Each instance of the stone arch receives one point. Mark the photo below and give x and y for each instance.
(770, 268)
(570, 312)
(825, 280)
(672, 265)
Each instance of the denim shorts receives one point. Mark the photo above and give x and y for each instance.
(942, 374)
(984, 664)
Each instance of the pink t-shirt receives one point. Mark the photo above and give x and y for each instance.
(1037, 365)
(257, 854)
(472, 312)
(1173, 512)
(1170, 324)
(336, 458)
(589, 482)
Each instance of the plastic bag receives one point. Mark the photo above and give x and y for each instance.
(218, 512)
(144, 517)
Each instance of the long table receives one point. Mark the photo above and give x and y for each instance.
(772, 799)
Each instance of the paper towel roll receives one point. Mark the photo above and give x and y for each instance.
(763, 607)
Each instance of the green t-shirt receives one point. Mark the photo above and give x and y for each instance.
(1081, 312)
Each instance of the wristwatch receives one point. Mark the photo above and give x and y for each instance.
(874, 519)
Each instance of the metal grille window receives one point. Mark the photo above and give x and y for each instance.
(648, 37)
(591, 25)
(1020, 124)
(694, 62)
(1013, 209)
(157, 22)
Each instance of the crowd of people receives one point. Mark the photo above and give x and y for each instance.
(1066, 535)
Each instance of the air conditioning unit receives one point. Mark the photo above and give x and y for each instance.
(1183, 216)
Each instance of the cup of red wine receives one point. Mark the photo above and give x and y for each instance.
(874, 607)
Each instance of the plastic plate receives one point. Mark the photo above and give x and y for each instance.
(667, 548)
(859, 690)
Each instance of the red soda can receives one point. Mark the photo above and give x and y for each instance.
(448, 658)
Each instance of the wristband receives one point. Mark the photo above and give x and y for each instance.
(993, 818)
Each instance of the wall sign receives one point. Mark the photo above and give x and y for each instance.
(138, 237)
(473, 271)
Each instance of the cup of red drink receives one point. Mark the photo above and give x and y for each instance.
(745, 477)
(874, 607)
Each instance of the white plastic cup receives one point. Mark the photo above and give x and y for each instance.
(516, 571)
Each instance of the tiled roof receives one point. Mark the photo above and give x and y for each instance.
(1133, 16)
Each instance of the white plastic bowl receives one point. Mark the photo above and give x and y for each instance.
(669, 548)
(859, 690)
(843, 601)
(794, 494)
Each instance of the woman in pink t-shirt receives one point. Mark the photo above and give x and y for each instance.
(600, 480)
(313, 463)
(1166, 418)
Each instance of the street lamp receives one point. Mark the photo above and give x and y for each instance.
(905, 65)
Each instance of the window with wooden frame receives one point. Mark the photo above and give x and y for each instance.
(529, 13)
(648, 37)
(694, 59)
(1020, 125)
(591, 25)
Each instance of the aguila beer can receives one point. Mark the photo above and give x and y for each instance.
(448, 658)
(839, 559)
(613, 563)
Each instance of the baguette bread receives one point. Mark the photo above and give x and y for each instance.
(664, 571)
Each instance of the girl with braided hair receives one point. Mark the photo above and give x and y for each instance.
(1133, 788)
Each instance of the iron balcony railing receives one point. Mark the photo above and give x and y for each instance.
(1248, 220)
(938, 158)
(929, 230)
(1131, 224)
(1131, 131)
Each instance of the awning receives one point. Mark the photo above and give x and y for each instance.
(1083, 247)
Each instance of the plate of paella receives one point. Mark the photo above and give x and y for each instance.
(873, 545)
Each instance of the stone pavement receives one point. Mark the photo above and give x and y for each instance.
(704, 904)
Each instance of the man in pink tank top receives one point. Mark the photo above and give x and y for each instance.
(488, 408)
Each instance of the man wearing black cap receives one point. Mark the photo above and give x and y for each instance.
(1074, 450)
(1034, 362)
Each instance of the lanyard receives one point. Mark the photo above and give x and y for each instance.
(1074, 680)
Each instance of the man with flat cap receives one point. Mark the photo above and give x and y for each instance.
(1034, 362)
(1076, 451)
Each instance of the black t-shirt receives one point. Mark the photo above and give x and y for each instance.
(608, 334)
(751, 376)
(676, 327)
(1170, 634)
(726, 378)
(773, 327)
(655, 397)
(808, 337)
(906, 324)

[GIVEN REQUEST] Reproduce verbatim the lines of the data above, from the line containing "Each instance of the baguette" through the final line of the data, inclusive.

[SOLUTION TO THE PROBLEM]
Each instance of the baguette bread receives one point. Mark the photo above and give x and y for each instance.
(664, 571)
Each instance of the girl with braided hair receives one point. Mark the photo above and give x and y for each instance.
(1133, 788)
Each instance of the iron balcony railing receives one point. Mark the photo above and give x and y for each instance.
(1248, 220)
(938, 158)
(929, 230)
(1131, 224)
(1131, 131)
Each instance of the awning receives one point. Mark the photo above and give x and y for each instance.
(1083, 247)
Each instance of the plate of paella receives one point. Mark the photo above and give x and y for each instance.
(873, 545)
Each instance of the stone pavement receives one point. Mark the photo above and give x and y for each instance.
(704, 904)
Each instance of the man in pink tank top receives one point. Mark the photo above and give x and y for each instance.
(488, 408)
Each instance of the man wearing black cap receives one point. Mark the photo above and give x and y for each instance.
(1074, 450)
(1034, 362)
Each instance of the lanyard receives one point. Mark the photo above and give x and y for each instance.
(1074, 680)
Each instance of the man with flat cap receives one point. Mark the photo above and give x and y for each instance.
(1034, 362)
(1076, 451)
Each instance of the black t-shirt receives one point. Mark the photo above and give x and y for each instance.
(608, 334)
(751, 376)
(676, 327)
(1170, 634)
(726, 378)
(773, 327)
(655, 397)
(808, 337)
(906, 324)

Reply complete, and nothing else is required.